Identification of risk stratifying glioblastoma cells in Dataset 1

RAPID was designed for datasets like Dataset 1, a pilot glioblastoma mass cytometry dataset including cells collected from 28 patients with isocitrate dehydrogenase (IDH) wild-type glioblastoma at the time of primary surgical resection (Supplementary file 3). This dataset is currently available online (https://flowrepository.org/id/FR-FCM-Z24K). The median PFS and overall survival (OS) after diagnosis were 6.3 and 13 months, respectively, typical of the trajectory of this disease (Stupp et al., 2005). Resected tissues were immediately dissociated into single cell suspensions as previously reported (Leelatian et al., 2017b) and the resulting cells were stained with a customized antibody panel, which was designed to capture the expression of known cell surface proteins, intracellular proteins, and phospho-signaling events (Supplementary file 4). Collectively, the antigens included in this panel positively identified >99% of viable single cells within any given tumor sample (see Materials and methods). To identify glioblastoma cells prior to RAPID, as in Figure 1a, a patient-specific t-SNE was created using 26 of the measured markers for the tumor and stromal cells from each patient’s tumor (Amir et al., 2013; Figure 1—figure supplement 1 and Supplementary file 4). Patient-specific t-SNE maps revealed non-glioblastoma populations of immune (CD45⁺) and endothelial (CD45^-CD31⁺) cells, consistent with prior mass cytometry and sequencing studies of gliomas (Diggins et al., 2017; Greenplate et al., 2019; Leelatian et al., 2017a; Neftel et al., 2019; Patel et al., 2014). Immune and endothelial cells from each individual patient were computationally excluded prior to subsequent downstream analysis (Figure 1, Figure 1—figure supplement 1), and CD45^-CD31^- cells were labeled as glioblastoma cells.

· · · · · · ·

* [Assigned task A]
Answer from the glioblastoma passage:
(i) How many patients contributed cells to Dataset 1?
(ii) What was the median overall survival after diagnosis?
(iii) Which cells were labeled as glioblastoma cells?
* [Assigned task B] Write the next part of the glioblastoma passage, picking up after its last sentence.
The records come from a different source than the glioblastoma passage.

· · · · · · ·

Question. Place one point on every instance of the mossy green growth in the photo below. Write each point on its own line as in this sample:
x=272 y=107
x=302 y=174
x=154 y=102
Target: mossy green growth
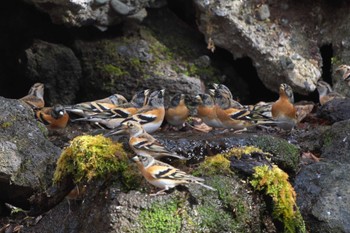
x=213 y=165
x=274 y=182
x=113 y=70
x=90 y=157
x=220 y=163
x=245 y=150
x=5 y=125
x=161 y=218
x=216 y=220
x=288 y=154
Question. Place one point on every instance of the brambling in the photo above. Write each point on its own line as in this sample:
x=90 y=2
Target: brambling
x=150 y=116
x=345 y=72
x=91 y=108
x=236 y=117
x=206 y=110
x=226 y=95
x=112 y=118
x=54 y=117
x=283 y=110
x=75 y=194
x=326 y=93
x=177 y=113
x=145 y=144
x=163 y=175
x=35 y=97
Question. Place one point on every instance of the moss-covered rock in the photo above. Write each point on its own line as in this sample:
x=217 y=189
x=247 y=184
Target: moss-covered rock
x=274 y=182
x=285 y=154
x=89 y=157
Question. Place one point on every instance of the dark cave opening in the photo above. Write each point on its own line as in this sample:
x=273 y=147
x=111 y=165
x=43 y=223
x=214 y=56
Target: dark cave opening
x=242 y=78
x=327 y=54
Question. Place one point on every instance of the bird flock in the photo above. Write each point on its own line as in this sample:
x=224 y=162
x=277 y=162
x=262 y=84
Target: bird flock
x=145 y=113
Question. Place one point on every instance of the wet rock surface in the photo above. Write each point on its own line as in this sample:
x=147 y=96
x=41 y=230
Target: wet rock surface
x=335 y=110
x=323 y=187
x=57 y=67
x=27 y=157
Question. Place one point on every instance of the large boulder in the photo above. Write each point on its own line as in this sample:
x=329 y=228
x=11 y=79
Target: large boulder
x=323 y=187
x=27 y=158
x=57 y=67
x=99 y=13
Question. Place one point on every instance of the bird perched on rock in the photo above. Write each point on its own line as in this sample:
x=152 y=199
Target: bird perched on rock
x=226 y=96
x=92 y=108
x=145 y=144
x=150 y=116
x=35 y=97
x=326 y=93
x=206 y=111
x=54 y=117
x=111 y=118
x=163 y=175
x=344 y=70
x=177 y=113
x=283 y=110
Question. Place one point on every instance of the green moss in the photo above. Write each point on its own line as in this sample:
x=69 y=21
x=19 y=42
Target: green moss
x=288 y=155
x=220 y=163
x=336 y=61
x=274 y=182
x=245 y=150
x=5 y=125
x=161 y=218
x=214 y=165
x=90 y=157
x=216 y=220
x=113 y=70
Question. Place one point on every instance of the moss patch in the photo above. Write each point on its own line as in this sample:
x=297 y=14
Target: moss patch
x=214 y=165
x=90 y=157
x=286 y=155
x=274 y=182
x=161 y=218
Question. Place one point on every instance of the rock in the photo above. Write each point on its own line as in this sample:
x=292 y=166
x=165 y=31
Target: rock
x=225 y=24
x=101 y=2
x=323 y=196
x=144 y=60
x=192 y=209
x=263 y=12
x=335 y=143
x=57 y=67
x=323 y=187
x=121 y=8
x=98 y=13
x=27 y=158
x=335 y=110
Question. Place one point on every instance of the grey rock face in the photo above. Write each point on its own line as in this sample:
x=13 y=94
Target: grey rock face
x=230 y=25
x=335 y=110
x=323 y=187
x=57 y=67
x=26 y=156
x=99 y=13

· · · · · · ·

* [Task answer A]
(i) 28 patients
(ii) 13 months
(iii) CD45^-CD31^- cells

* [Task answer B]
Plots of cell density on the t-SNE axes revealed phenotypically distinct subpopulations of glioblastoma cells within a single patient’s tumor (example patient LC26: Figure 1—figure supplement 1, maps for all patients: Supplementary file 6) Intra-tumoral subsets were distinguished by differences in expression of core neural identity proteins and by aberrant co-expression of neural lineage and stem cell proteins. In the example case of tumor LC26, abnormal phenotypes in glioblastoma cells included co-expression of astrocytic S100B and stem-like CD133 or co-expression of markers associated with different molecular subtypes of glioblastoma, such as mesenchymal (CD44) and classical (EGFR) (Figure 1—figure supplement 1; Verhaak et al., 2010). These results with protein confirmed the existence of non-canonical cell types that had previously been observed in single-cell RNA-seq (Patel et al., 2014). The abnormal co-expression of identity proteins seen here, as well as previously reported single cell studies relying on inferred DNA alterations (Neftel et al., 2019), indicate that the large majority of the CD45^-CD31^- cells were likely cancer lineage cells.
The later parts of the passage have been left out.